Dataset records:
■ ■ ■ ■ ■

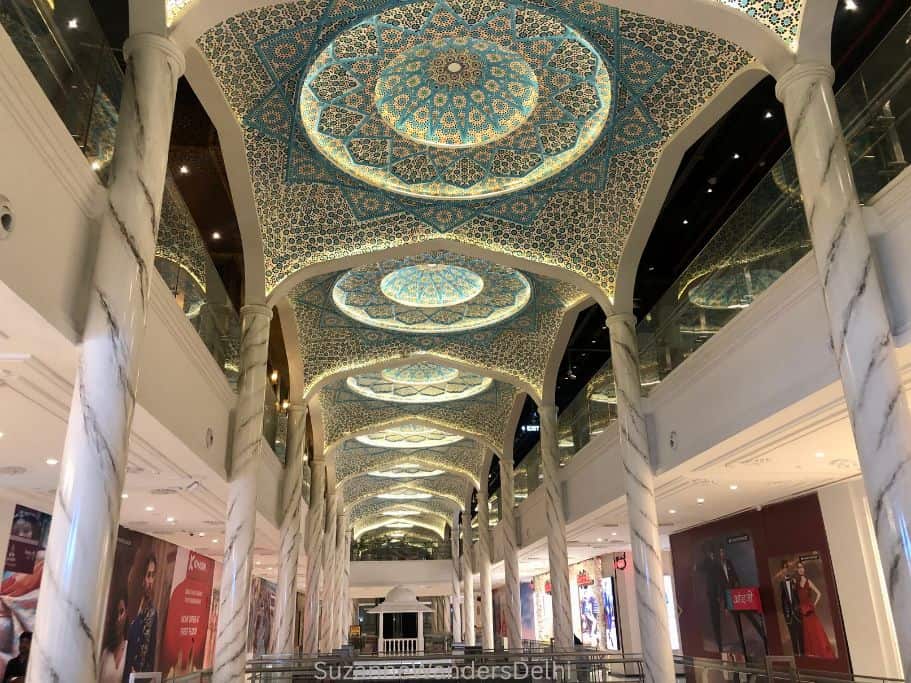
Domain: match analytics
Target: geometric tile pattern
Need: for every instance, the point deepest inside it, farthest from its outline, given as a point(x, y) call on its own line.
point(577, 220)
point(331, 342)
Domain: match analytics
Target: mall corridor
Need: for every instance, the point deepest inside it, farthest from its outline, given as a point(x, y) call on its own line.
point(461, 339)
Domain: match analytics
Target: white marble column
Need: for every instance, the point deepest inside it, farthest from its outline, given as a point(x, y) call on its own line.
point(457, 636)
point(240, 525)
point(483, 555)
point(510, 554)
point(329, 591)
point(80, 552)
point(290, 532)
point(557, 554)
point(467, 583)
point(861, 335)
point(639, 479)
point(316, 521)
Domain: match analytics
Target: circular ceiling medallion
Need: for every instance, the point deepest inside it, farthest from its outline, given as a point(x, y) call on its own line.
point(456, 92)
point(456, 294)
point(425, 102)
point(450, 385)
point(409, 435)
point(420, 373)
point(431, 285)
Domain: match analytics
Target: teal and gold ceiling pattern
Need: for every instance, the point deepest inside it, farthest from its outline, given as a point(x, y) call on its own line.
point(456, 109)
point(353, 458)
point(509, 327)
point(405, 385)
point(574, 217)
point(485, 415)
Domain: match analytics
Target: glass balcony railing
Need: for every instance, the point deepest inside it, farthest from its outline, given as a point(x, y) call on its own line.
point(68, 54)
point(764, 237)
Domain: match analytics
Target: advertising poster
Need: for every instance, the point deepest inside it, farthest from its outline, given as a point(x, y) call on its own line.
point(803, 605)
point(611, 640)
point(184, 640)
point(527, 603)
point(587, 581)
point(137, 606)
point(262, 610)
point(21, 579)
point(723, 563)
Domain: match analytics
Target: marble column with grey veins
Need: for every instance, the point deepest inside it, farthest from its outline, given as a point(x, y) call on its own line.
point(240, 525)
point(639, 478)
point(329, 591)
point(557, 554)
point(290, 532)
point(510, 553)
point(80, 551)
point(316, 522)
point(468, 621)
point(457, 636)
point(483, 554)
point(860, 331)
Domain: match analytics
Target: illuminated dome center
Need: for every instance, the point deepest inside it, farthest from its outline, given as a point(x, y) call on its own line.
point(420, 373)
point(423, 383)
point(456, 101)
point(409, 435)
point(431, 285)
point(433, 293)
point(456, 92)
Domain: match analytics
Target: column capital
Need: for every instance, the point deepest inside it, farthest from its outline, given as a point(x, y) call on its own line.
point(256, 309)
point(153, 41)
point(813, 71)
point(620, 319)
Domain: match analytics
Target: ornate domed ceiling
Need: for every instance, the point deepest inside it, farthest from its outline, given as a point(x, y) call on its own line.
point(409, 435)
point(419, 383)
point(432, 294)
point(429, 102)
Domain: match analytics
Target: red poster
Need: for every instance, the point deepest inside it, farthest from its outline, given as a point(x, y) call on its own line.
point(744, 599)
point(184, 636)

■ ■ ■ ■ ■

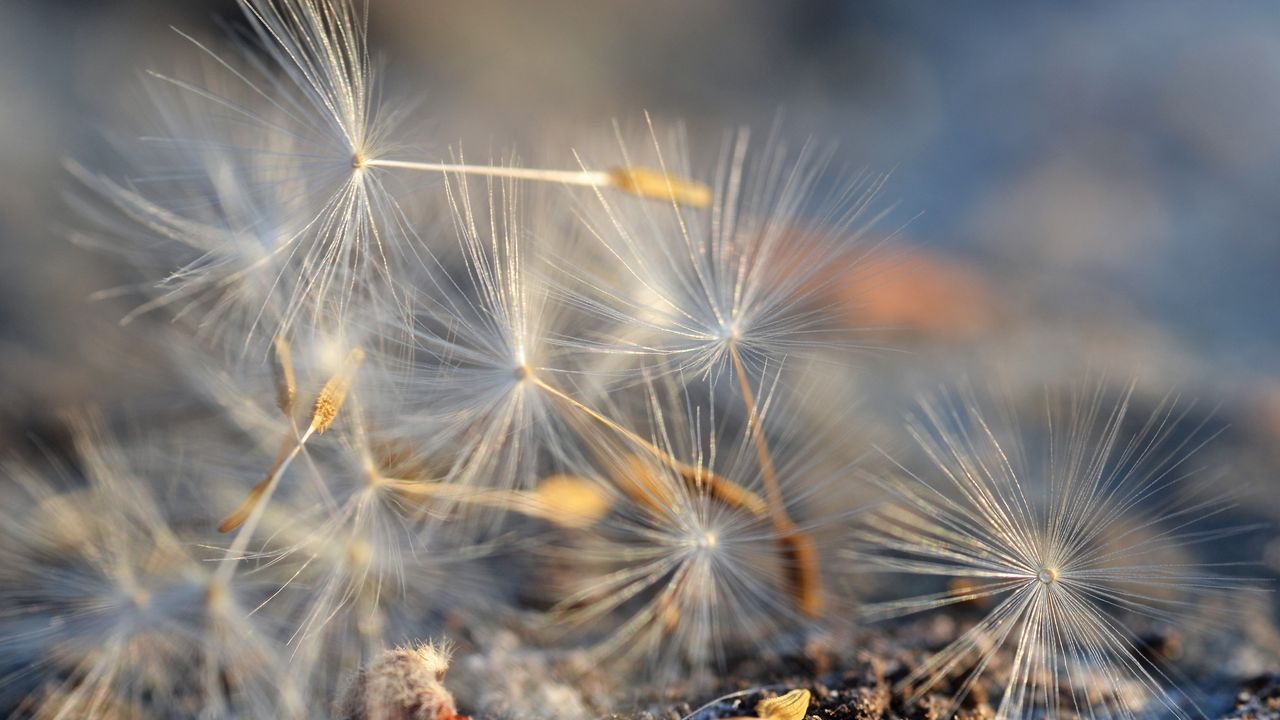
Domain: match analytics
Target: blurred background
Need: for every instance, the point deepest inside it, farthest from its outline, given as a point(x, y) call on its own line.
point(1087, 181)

■ ■ ■ ■ ■

Identify each line in the two blocks above that contains the string "marble", matching case exactly, and copy every such line in full.

Solution below:
Target: white marble column
Target: marble column with grey veins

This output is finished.